=== Data supplied ===
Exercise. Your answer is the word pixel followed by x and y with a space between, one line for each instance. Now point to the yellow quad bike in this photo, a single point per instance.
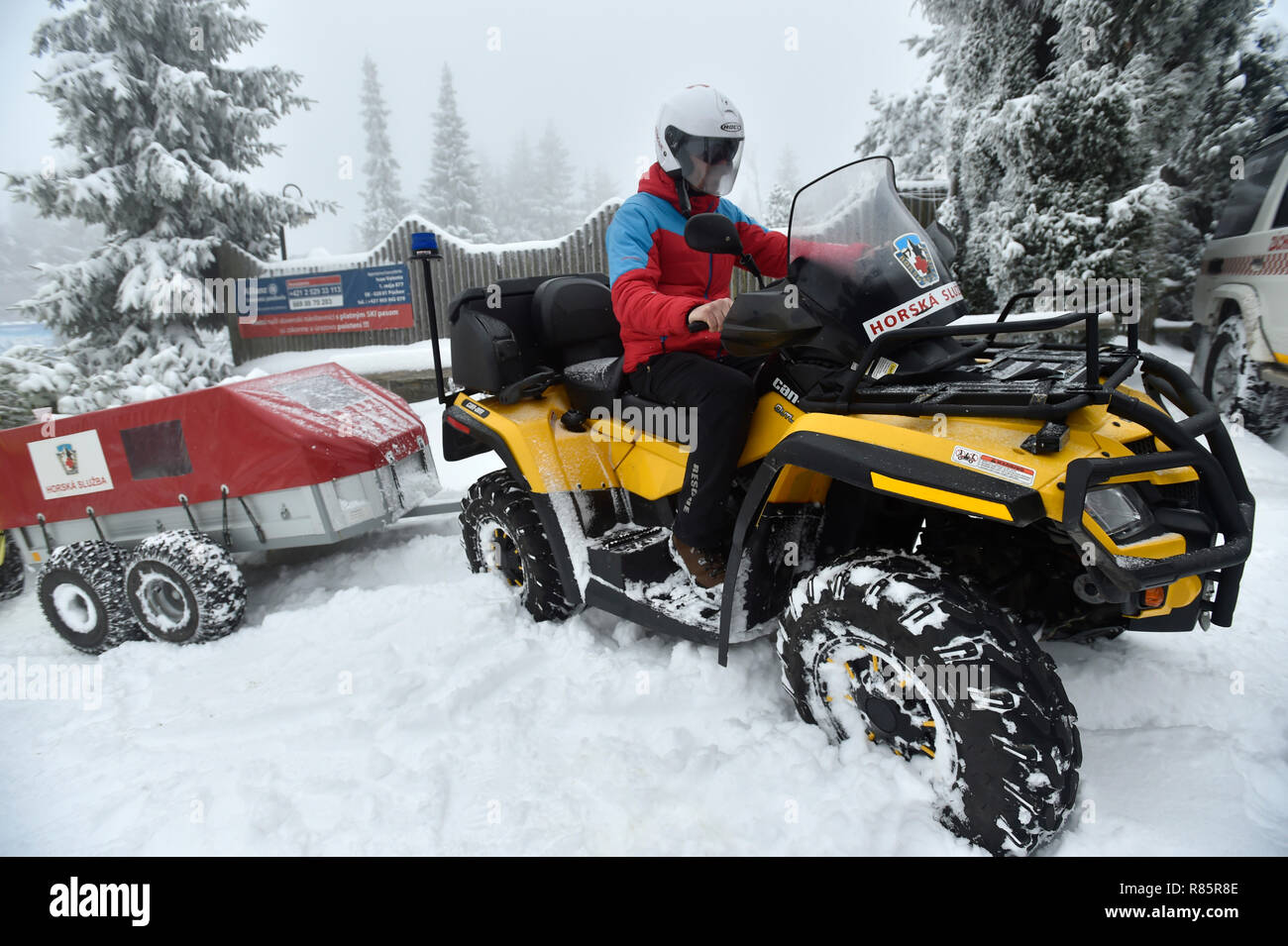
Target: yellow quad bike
pixel 12 572
pixel 918 502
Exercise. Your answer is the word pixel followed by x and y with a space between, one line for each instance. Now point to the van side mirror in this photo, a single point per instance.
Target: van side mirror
pixel 712 233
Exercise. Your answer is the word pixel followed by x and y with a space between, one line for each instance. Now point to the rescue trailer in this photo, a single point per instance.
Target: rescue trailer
pixel 133 514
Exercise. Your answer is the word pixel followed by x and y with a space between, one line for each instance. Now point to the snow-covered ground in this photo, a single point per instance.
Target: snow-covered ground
pixel 381 699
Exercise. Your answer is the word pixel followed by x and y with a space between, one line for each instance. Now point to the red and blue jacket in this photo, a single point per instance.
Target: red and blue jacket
pixel 657 279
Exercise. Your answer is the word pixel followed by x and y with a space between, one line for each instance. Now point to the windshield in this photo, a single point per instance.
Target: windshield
pixel 859 258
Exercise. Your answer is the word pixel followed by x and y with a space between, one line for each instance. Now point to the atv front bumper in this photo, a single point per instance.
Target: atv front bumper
pixel 1222 482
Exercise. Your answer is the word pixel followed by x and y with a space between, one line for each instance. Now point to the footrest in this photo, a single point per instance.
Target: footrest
pixel 632 555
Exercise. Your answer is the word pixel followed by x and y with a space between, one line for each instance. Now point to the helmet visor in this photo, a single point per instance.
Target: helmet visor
pixel 709 163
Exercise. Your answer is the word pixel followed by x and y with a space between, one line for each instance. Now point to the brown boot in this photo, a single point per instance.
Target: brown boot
pixel 704 566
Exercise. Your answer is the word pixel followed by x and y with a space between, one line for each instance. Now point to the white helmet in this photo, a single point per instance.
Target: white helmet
pixel 698 134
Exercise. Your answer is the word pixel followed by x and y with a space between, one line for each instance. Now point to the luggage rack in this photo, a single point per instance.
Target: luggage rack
pixel 1035 379
pixel 1222 482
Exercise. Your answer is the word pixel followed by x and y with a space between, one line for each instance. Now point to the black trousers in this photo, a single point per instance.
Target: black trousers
pixel 721 392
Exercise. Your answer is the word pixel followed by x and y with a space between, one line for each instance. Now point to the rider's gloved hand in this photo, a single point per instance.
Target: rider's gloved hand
pixel 712 314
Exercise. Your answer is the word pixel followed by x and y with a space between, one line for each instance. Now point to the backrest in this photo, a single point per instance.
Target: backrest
pixel 494 336
pixel 575 317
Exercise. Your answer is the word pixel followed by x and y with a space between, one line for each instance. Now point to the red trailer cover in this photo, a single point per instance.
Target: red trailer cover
pixel 270 433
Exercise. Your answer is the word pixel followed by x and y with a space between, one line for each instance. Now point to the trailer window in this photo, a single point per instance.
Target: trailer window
pixel 156 451
pixel 1245 198
pixel 322 392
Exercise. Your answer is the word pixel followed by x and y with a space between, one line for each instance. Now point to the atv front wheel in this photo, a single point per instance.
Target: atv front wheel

=== Requirement ===
Rewrite the entries starting at the line that contains "the red and" and stopping after the line that contains "pixel 859 258", changing every "jacket" to "coat" and keeping everything else the same. Return only those lines.

=== Completed task ===
Exercise. Your answer is the word pixel followed by x and y with a space between, one line for each instance. Now point to the red and blue coat in this photo, a single point per instance.
Target: red and blue coat
pixel 657 279
Exercise. Your answer is the word pixel followed by x and y with a space between, one line for each instance. Now point to the windshield in this photo, a single point per instance.
Target: windshield
pixel 859 258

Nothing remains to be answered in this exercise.